• _WRITTEN INSTRUCTION_
Display every line in the records below that contains the string "shoreline", copying each one in full.

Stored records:

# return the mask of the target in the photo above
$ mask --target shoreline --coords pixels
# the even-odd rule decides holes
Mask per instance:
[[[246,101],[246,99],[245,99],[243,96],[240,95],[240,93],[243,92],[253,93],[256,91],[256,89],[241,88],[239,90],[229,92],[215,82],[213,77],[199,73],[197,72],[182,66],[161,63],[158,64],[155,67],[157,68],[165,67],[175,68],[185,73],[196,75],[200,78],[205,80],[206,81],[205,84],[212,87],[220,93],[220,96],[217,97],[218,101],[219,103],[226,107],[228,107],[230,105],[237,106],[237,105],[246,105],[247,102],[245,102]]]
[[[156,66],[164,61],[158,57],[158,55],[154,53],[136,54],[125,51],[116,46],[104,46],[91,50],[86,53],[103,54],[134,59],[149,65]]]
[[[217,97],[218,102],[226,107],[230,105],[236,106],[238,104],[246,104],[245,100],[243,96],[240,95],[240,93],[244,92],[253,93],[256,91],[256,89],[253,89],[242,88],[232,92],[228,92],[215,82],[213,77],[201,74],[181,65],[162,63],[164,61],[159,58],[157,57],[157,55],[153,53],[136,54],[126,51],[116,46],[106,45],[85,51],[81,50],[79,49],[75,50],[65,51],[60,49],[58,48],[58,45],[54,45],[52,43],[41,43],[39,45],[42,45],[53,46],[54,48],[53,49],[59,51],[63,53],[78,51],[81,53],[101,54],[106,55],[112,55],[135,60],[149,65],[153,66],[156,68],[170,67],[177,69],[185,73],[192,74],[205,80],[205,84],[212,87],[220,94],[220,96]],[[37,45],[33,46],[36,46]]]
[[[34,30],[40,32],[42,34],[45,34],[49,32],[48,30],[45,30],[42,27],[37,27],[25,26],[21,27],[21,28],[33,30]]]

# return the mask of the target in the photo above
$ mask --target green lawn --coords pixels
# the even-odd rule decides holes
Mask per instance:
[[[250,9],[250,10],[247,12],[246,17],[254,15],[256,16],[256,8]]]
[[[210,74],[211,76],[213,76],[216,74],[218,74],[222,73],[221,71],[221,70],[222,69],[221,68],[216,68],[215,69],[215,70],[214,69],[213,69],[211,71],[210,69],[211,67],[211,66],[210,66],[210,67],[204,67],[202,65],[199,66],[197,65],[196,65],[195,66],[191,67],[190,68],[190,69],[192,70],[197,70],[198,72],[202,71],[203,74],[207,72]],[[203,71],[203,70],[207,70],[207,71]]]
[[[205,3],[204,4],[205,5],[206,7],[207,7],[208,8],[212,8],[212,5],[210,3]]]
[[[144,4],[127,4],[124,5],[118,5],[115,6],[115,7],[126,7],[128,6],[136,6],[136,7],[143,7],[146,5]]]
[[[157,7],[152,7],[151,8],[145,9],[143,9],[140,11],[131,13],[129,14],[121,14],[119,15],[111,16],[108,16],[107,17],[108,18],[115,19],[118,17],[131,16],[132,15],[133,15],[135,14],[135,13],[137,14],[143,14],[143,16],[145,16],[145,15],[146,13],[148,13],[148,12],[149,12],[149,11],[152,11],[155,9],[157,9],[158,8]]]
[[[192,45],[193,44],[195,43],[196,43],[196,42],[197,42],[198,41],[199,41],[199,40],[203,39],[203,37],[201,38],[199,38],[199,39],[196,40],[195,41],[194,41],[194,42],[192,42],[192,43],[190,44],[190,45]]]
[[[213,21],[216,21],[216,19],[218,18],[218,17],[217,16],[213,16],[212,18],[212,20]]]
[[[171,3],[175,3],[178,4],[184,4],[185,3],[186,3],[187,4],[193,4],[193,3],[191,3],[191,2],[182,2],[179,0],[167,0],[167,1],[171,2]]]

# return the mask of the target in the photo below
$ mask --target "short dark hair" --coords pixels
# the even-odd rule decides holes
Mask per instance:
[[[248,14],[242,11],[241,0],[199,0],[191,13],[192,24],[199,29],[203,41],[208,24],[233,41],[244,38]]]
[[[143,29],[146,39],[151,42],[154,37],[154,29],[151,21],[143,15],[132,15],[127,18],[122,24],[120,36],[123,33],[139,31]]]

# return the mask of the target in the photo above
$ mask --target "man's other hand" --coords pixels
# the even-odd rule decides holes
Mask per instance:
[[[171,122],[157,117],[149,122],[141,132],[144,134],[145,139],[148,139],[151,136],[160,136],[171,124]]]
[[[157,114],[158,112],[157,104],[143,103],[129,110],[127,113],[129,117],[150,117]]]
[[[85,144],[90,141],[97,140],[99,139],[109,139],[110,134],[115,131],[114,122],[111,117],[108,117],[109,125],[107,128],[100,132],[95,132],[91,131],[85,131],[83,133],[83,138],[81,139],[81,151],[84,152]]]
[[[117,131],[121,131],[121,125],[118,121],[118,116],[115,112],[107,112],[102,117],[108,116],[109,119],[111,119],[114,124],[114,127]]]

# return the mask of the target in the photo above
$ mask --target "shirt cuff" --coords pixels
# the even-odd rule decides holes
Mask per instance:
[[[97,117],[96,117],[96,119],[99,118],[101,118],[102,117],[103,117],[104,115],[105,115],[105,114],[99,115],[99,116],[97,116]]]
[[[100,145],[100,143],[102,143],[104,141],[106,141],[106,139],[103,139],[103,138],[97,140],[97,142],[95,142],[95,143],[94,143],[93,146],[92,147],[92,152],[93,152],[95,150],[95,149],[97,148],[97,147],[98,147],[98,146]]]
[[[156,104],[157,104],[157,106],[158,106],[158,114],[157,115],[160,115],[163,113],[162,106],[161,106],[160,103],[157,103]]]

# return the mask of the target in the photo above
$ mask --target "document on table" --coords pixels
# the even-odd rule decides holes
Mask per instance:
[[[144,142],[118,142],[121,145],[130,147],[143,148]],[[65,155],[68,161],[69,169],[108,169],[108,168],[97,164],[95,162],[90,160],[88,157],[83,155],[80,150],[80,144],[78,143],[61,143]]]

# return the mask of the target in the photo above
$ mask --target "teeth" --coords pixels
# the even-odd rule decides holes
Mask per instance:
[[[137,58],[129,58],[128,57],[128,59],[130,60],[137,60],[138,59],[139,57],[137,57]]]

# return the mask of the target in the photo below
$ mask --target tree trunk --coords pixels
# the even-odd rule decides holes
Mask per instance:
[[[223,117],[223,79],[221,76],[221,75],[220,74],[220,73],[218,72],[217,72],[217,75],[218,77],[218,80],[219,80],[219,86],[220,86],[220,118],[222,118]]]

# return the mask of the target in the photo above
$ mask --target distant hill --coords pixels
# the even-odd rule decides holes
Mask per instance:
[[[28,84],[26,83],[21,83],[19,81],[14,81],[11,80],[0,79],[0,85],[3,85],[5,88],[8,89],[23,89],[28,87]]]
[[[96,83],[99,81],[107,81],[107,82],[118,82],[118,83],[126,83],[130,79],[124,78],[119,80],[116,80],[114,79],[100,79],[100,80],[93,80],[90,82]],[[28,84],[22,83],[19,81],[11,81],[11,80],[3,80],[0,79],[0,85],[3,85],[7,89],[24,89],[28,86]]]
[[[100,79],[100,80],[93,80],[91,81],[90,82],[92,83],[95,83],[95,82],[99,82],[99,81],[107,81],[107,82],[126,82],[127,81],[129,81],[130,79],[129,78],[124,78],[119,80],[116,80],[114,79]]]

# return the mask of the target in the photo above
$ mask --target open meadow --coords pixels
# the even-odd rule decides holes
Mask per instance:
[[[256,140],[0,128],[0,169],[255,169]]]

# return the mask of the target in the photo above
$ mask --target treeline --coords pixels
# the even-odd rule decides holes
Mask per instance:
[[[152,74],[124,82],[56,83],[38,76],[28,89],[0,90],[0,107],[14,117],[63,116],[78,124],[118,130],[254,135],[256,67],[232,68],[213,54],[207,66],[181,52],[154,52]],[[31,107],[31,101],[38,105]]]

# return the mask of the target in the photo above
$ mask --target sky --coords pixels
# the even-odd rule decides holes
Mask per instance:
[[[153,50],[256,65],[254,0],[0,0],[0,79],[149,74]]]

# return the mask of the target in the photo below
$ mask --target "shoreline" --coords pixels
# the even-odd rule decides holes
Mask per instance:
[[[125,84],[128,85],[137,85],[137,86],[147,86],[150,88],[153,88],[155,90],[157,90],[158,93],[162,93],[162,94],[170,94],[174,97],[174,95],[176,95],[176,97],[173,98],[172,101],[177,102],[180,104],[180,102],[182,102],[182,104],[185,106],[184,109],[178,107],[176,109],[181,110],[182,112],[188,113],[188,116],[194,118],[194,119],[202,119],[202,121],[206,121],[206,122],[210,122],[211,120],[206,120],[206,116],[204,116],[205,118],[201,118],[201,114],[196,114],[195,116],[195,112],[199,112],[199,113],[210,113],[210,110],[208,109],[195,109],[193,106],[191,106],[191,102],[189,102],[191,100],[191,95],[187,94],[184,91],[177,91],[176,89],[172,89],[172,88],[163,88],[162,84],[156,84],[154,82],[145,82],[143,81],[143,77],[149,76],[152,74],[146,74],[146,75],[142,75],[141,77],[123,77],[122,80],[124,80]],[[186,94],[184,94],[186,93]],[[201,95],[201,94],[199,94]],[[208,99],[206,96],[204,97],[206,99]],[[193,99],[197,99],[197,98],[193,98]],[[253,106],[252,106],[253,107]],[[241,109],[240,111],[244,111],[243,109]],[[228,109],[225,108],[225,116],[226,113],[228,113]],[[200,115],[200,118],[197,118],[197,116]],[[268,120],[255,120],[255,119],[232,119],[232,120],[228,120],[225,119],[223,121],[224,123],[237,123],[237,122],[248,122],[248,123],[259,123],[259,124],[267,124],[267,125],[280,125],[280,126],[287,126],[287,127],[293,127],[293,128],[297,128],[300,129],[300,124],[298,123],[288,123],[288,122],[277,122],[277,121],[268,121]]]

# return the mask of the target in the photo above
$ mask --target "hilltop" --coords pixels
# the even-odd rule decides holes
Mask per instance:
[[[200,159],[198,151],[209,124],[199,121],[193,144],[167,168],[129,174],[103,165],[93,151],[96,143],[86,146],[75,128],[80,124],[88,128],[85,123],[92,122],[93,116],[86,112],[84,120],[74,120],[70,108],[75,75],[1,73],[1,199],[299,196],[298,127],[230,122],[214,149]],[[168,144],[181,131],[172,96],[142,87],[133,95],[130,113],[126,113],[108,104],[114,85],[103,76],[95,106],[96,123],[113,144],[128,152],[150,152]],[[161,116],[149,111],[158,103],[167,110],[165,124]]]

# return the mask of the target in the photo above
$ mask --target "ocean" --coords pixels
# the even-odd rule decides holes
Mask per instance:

• _REPLY_
$ mask --target shoreline --coords pixels
$ mask --target "shoreline" --coords pixels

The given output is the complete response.